Consider \(n\) independent trials where the outcome of each trial is either a success with probability \(p\), or a failure with probability \(1-p\). The number of successes in \(n\) independent trials is described by a binomial distribution with two parameters \(n\) and \(p\). We denote it by \(\mathrm{Binom}(n,p)\).

Probability Mass Function

The probability mass function of a binomial distribution is given by

\[p_X(k)=\binom{n}{k}p^k(1-p)^{n-k}\]

where \(k=0,1,2,\ldots,n.\)

Expectation

The expectation of a binomial distribution is

\[\mathbb{E}[X]=np.\]

Simpler Calculation

A simpler way to calculate the expectation of a binomial random variable is to realize that it is the sum of \(n\) independent Bernoulli random variables, each with parameter \(p\), i.e.,

\[X=X_1+\ldots+X_n\]

so that, by linearity,

\[\begin{align} \mathbb{E}[X]&=\mathbb{E}[X_1]+\ldots+\mathbb{E}[X_n]\\ &=p+\ldots+p\\ &=np. \end{align}\]

Variance

The variance of a binomial distribution is

\[\mathrm{var}(X)=np(1-p).\]

Monte Carlo Simulation

We can simulate a binomial distribution by tossing a coin n times. For each toss, if a head comes up, we’ll call it a success and map it to 1. Otherwise, it’s a failure and map it to 0. The probability of success is p. After n trials, we will count the number of successes. We will replicate this 10000 times and calculate the proportion of replications with k successes. Finally, we plot the resulting distribution. The code below is an implementation of this in R.

---+---

* _SET OF TASKS_:
a - List every section heading in the binomial distribution page.
b - According to the binomial distribution page, how many times is the coin-tossing simulation replicated?
c - Carry on writing the binomial distribution page, picking up right after its final sentence.
The records after this point have nothing to do with the binomial distribution page.

---+---

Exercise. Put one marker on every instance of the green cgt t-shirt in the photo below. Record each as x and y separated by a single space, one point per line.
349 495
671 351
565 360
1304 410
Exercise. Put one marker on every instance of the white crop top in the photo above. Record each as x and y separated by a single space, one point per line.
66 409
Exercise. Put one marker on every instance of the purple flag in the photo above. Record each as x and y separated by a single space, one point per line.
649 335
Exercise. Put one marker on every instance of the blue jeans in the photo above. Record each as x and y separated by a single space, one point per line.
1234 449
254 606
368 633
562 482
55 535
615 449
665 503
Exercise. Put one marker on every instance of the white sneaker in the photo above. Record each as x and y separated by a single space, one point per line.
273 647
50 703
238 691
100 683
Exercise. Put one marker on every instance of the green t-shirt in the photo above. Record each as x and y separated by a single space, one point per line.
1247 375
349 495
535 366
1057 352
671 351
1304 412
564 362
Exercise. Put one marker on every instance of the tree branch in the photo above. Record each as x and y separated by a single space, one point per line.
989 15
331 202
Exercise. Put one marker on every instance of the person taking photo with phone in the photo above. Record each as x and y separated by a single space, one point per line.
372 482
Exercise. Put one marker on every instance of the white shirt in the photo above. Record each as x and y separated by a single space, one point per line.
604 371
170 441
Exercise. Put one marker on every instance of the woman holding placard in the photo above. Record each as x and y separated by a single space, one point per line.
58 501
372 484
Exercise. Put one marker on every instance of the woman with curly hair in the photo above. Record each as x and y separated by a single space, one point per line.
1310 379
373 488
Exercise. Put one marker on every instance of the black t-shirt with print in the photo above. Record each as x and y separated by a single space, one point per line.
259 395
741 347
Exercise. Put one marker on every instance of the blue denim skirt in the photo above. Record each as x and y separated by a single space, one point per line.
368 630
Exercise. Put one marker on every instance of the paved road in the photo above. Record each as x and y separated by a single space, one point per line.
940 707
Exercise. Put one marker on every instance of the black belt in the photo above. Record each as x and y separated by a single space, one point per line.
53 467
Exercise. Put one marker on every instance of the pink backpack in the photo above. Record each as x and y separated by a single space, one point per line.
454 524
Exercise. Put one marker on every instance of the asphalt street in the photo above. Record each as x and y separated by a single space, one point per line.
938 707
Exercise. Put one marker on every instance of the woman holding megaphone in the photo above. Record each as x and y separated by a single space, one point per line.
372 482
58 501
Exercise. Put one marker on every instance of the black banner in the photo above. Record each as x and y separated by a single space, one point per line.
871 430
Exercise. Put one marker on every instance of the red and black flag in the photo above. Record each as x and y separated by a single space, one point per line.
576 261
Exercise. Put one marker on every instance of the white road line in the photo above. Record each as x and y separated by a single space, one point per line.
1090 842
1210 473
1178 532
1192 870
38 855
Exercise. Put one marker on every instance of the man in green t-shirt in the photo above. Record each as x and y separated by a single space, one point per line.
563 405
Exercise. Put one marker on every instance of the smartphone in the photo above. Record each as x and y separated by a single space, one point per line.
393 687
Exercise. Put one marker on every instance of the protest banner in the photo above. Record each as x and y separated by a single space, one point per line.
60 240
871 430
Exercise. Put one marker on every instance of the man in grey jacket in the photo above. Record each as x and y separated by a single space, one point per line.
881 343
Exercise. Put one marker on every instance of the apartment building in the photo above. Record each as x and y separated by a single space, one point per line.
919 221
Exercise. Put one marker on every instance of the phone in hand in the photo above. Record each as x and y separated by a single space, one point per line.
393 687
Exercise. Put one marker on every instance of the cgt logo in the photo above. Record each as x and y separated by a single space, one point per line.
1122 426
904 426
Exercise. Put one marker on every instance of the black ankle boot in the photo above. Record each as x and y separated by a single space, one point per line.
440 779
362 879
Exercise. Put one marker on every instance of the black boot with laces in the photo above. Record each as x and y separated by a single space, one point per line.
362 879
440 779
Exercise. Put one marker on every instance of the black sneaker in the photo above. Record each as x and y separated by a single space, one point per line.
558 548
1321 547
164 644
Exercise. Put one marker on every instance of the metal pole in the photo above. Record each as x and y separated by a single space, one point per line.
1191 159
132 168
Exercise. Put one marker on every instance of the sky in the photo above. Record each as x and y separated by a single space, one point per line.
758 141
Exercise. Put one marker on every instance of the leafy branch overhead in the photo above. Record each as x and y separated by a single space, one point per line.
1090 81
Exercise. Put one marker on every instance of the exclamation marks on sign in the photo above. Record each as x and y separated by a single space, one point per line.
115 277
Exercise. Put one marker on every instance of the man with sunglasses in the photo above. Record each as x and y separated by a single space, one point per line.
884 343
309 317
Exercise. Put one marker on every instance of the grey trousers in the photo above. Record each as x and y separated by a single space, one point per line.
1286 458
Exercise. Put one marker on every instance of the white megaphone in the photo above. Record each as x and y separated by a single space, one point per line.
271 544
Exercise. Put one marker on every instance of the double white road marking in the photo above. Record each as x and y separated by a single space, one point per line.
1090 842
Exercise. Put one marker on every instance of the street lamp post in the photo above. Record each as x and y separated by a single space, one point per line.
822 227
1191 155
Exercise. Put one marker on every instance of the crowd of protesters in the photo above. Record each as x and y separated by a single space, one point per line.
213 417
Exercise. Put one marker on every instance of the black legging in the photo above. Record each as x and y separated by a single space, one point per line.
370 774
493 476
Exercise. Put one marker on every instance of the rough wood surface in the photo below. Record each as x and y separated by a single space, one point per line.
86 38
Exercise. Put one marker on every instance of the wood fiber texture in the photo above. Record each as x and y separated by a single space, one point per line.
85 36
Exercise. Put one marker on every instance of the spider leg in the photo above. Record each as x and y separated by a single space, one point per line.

---+---

* _THE RESULTS_:
a -
Probability Mass Function
Expectation
Simpler Calculation
Variance
Monte Carlo Simulation

b - 10000 times.

c -
library(tidyverse)

n <- 25        # number of trials
p <- 0.5       # probability of success
reps <- 10000  # number of replications

num_success <- replicate(reps, {
  trials <- sample(c(0, 1), size = n, replace = TRUE, prob = c(1-p, p))
  sum(trials)
})

# Plot the number of success versus the proportion of replications
data.frame(num_success) %>%
  ggplot(aes(num_success)) +
  geom_bar(aes(y = ..prop..)) +
  labs(x = "Number of Successes", y = "Probability")